====== Records for this exercise
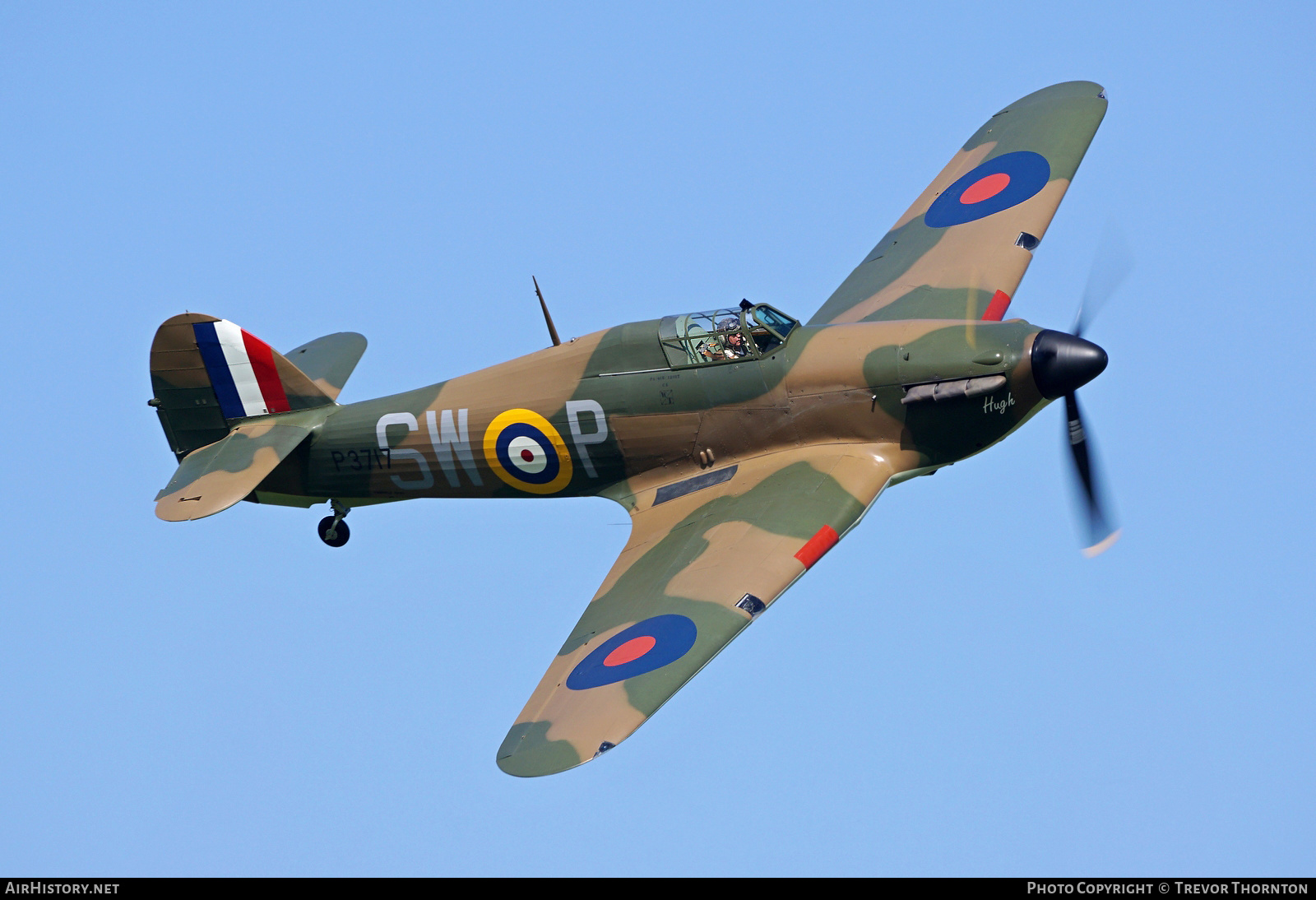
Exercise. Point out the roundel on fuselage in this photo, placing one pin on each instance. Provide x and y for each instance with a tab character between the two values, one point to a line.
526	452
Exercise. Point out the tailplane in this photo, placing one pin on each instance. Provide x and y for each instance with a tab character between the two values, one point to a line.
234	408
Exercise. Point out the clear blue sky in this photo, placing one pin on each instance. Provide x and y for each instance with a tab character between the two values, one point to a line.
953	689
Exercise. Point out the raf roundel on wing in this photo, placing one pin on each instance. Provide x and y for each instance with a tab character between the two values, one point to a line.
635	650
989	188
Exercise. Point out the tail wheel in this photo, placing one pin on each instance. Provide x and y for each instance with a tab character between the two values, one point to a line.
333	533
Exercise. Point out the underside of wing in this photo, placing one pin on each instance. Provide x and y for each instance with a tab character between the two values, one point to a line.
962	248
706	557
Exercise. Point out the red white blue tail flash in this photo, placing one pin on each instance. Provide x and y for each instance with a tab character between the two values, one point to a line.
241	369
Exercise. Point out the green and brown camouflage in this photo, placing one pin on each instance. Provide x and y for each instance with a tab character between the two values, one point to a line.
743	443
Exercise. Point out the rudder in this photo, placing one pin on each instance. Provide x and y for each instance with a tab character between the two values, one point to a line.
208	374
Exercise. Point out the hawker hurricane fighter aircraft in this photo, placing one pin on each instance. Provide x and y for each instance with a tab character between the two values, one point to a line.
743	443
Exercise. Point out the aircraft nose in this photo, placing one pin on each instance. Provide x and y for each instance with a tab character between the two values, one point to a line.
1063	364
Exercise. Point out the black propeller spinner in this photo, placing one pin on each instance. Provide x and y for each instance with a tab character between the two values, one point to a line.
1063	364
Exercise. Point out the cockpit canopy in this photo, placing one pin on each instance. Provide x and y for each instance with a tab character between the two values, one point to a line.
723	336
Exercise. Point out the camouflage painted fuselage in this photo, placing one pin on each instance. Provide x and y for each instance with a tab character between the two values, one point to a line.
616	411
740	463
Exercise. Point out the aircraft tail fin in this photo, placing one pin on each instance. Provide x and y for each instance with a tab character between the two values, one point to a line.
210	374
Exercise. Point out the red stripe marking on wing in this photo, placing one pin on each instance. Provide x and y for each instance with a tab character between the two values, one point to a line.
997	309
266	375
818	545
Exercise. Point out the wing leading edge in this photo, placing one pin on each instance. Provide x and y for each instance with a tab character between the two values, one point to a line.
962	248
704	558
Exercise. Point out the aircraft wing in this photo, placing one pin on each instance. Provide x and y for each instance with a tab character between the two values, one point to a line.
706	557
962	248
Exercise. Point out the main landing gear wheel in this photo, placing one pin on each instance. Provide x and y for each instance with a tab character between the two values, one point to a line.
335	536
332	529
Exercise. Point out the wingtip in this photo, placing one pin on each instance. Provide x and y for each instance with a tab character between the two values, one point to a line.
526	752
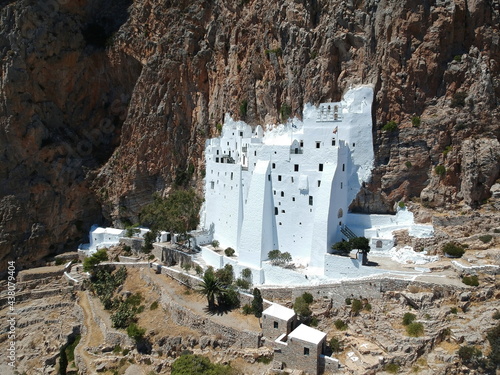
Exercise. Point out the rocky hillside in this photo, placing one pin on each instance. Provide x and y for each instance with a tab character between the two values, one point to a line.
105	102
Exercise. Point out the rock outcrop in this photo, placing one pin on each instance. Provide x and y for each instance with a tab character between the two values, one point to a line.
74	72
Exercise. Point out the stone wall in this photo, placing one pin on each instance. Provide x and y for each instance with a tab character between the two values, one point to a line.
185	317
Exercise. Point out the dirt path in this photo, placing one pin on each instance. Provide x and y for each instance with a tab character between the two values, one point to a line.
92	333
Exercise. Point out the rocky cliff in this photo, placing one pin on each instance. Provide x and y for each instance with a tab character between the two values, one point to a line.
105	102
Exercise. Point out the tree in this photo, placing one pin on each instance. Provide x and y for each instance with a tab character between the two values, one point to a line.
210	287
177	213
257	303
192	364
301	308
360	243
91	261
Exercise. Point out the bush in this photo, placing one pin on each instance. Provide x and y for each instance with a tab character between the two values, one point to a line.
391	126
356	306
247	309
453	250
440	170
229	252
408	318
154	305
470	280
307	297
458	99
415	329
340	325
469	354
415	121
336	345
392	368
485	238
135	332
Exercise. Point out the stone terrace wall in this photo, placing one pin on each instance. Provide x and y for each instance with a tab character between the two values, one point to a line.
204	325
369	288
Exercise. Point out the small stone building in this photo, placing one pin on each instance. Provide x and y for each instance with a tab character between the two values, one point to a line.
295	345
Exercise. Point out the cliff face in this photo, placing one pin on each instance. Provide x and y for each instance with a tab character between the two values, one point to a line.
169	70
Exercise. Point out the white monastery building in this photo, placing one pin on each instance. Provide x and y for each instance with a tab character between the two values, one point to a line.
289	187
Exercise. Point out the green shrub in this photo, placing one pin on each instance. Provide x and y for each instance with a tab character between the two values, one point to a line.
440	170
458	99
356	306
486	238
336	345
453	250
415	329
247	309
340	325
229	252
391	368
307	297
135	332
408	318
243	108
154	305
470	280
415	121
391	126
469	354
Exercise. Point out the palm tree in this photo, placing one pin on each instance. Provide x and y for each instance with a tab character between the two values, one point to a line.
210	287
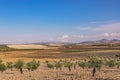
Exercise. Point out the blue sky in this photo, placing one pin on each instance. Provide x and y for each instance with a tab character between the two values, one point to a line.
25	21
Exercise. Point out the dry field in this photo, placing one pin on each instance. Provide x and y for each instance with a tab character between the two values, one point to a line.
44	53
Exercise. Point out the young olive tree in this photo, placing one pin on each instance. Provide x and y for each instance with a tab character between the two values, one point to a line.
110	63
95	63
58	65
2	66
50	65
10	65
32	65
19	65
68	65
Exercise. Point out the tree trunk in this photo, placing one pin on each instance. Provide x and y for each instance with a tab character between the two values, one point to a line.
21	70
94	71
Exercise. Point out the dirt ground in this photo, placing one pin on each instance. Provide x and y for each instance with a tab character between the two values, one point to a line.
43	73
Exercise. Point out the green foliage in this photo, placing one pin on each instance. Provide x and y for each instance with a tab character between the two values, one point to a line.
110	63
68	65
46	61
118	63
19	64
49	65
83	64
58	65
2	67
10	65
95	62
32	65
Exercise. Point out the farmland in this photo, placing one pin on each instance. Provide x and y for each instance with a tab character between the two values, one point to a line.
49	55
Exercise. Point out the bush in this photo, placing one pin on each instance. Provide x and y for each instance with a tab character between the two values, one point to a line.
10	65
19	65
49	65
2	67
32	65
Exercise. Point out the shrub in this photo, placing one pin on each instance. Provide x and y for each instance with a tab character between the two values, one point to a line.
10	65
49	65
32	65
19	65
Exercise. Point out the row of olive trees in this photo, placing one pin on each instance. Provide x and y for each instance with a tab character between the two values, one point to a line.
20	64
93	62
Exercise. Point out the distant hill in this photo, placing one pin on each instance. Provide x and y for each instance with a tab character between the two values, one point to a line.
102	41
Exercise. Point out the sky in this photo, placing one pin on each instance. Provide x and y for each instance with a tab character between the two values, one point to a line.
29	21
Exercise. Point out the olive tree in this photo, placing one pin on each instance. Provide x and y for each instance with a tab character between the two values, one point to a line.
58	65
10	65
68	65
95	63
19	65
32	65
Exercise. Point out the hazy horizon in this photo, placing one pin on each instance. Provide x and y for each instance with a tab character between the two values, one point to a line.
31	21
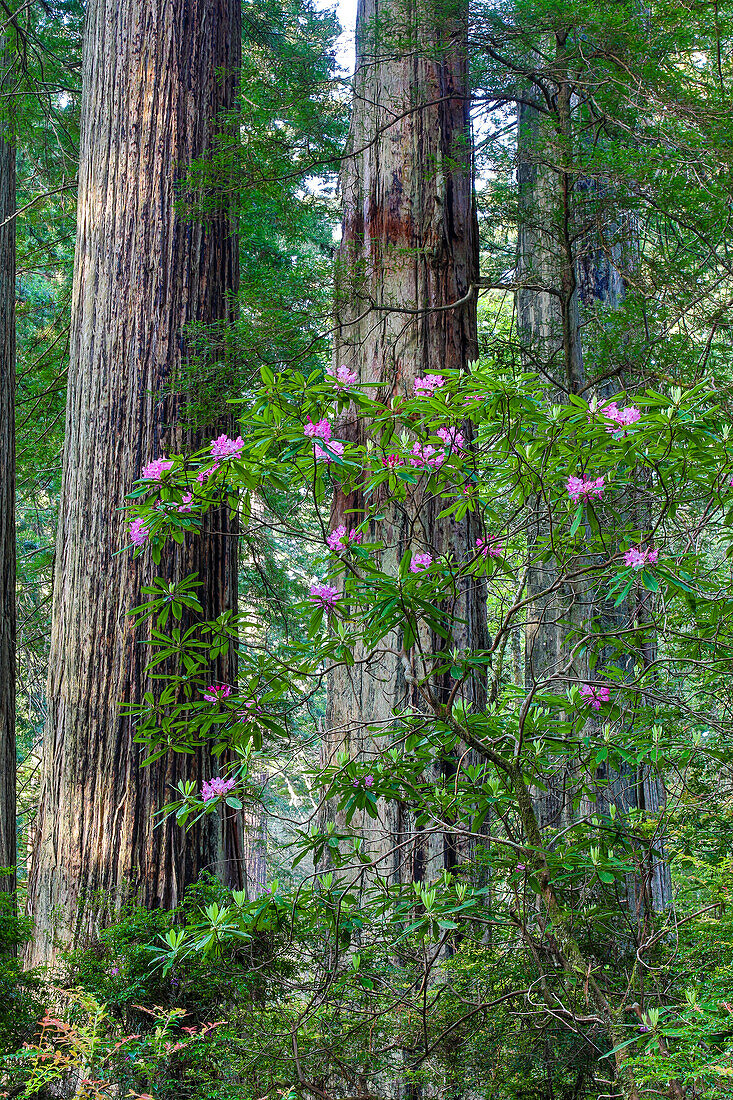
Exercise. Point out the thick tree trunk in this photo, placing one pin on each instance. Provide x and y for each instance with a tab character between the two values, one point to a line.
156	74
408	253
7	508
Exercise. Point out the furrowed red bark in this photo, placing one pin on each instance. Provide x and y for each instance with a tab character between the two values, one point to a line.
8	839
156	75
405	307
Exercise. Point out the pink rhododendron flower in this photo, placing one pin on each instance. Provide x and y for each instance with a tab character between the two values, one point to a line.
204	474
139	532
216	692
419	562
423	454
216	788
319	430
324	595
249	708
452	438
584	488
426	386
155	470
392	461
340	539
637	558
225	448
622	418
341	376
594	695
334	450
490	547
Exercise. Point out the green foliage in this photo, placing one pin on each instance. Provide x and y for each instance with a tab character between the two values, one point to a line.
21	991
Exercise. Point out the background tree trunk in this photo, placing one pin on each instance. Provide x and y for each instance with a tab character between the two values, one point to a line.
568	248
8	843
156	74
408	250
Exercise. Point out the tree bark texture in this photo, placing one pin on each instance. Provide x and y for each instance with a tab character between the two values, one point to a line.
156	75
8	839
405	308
============
**What you have to do**
Copy exactly the lines from the line containing "Exercise. Point out the hazy" through the last line of the records above, both included, and leave out any pictures.

**Answer**
Exercise. Point out the hazy horizon in this photo, placing one pin on each instance. Provide x and y for each instance with a tab character between the two values, one point to a line.
31	21
Exercise. Point out the thick tree trunk in this photo, placing one pin on each instance. Provide x and y for each instance with a tab character between the two values, one point to a line.
156	74
408	253
7	508
Exercise. Point out the furrowed red bark in this photo, placing one pin on each instance. Provide x and y for each instance with a tab character between the two values, one point to a line.
8	839
156	75
405	307
Exercise. Point out the pink rhododendron flower in this photo, placing one pin on each instance. Provide x and y for each instance with a tab character between the two values, one point to a line.
204	474
139	532
216	692
419	562
423	454
216	788
319	430
324	595
249	708
452	438
584	488
426	386
155	470
392	461
340	539
637	558
225	448
622	418
341	376
594	695
334	450
490	547
Exercise. Point out the green foliage in this photo, placing one pin on each instance. Provide x and y for each instance with a tab character between the two values, one point to a line.
21	991
Exercise. Point out the background tree trunk in this photo, placing one pin on each instance. Provide x and y for each instance with a tab character between the two values, one point to a line.
568	248
8	843
156	74
408	250
Exercise. Point out the tree bark texture in this photo, placing one pin on each instance. Provide x and y for each instance with a tab character between the two values, one point to a line.
156	75
8	839
405	308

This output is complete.